§ **What is needed**
Each entry in this listing needs to be written out again, word for word.

§ **Data under study**
* * *

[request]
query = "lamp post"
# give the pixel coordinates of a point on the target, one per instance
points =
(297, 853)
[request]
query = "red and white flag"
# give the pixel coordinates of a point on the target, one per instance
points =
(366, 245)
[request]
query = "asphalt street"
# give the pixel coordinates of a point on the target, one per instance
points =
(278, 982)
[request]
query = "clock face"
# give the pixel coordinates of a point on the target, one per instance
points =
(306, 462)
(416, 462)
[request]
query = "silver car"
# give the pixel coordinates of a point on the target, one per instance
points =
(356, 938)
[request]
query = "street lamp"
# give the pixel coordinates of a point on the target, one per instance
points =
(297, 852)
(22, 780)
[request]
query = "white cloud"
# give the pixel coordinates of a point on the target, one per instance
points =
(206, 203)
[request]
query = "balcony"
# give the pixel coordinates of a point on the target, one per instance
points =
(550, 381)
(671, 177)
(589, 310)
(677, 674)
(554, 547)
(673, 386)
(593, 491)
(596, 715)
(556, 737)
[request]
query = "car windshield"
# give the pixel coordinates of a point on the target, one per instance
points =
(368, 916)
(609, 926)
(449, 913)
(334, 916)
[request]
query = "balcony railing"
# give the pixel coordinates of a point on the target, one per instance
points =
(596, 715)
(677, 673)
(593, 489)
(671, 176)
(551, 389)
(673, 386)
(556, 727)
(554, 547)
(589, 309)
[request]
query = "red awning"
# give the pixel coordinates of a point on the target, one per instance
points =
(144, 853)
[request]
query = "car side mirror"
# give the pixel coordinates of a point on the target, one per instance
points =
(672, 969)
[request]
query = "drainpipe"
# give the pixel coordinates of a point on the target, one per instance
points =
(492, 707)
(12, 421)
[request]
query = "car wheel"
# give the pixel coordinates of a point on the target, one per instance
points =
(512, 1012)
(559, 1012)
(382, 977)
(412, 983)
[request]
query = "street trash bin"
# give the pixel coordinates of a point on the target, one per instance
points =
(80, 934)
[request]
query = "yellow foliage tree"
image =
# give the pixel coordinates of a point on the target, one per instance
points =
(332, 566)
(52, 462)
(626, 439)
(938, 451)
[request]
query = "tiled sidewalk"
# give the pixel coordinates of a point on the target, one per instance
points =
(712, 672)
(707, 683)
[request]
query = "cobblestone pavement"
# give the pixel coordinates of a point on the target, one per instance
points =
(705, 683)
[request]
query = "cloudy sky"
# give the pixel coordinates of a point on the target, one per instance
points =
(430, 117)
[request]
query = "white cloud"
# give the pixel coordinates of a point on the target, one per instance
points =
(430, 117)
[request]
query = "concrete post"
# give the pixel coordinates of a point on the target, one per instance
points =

* * *

§ **Answer to the exercise**
[request]
query = "lamp post"
# give the pixel coordinates of a point on the target, one per instance
points =
(297, 853)
[request]
query = "red and white flag"
# give the pixel coordinates of a point on the target, one per instance
points =
(366, 245)
[request]
query = "asphalt street"
# give the pixel coordinates of a point on the target, one per instance
points =
(278, 982)
[request]
query = "clock face"
# give the pixel coordinates of a point on the target, one per instance
points =
(306, 462)
(416, 462)
[request]
query = "silver car"
# give the pixel coordinates of a point on the target, one per instance
points =
(356, 938)
[request]
query = "street lamp"
# give the pixel coordinates of a point on the target, one per instance
points =
(297, 852)
(22, 780)
[request]
query = "white cloud"
# give the pixel coordinates of a point on the target, one per instance
points =
(206, 203)
[request]
query = "balcony"
# give the pixel coordinates of a point on the target, one per instance
points =
(550, 381)
(671, 177)
(589, 310)
(677, 674)
(554, 547)
(673, 386)
(593, 491)
(596, 715)
(556, 737)
[request]
query = "car windshield"
# give the pixel coordinates of a point on the target, one per instance
points =
(368, 916)
(609, 926)
(449, 913)
(334, 916)
[request]
query = "balcony railing"
# give the pixel coordinates of a point on the target, one per instance
points =
(596, 715)
(677, 673)
(593, 489)
(671, 176)
(551, 389)
(673, 386)
(556, 727)
(554, 547)
(589, 309)
[request]
query = "red awning"
# give the pixel coordinates of a point on the target, one per instance
points =
(144, 853)
[request]
query = "car side mirror"
# give the pixel coordinates of a point on the target, one per instance
points =
(672, 969)
[request]
query = "drainpipe"
# give the pixel coordinates of a point on the target, one per instance
points =
(492, 707)
(12, 421)
[request]
query = "car wheel"
# give the pixel coordinates of a point on the target, one per instance
points =
(512, 1012)
(559, 1012)
(382, 977)
(412, 983)
[request]
query = "street trash bin"
# give the pixel coordinates of a point on the target, one per instance
points =
(80, 934)
[request]
query = "yellow foliage tree"
image =
# give the pixel coordinates of a point on the target, one per instance
points =
(332, 566)
(52, 462)
(626, 439)
(938, 451)
[request]
query = "tiled sidewalk"
# give the pixel coordinates of a point on the target, one per instance
points =
(712, 672)
(707, 683)
[request]
query = "cobblestone pavement"
# give the pixel coordinates of a point on the target, one per instance
points =
(705, 683)
[request]
query = "cloudy sky"
# give the pixel coordinates of a point on the target, one per instance
points =
(430, 117)
[request]
query = "white cloud"
# give the pixel coordinates of a point on the target, one per instance
points =
(430, 117)
[request]
query = "concrete post"
# give the pixel coordinates of a point on the target, one per instance
points =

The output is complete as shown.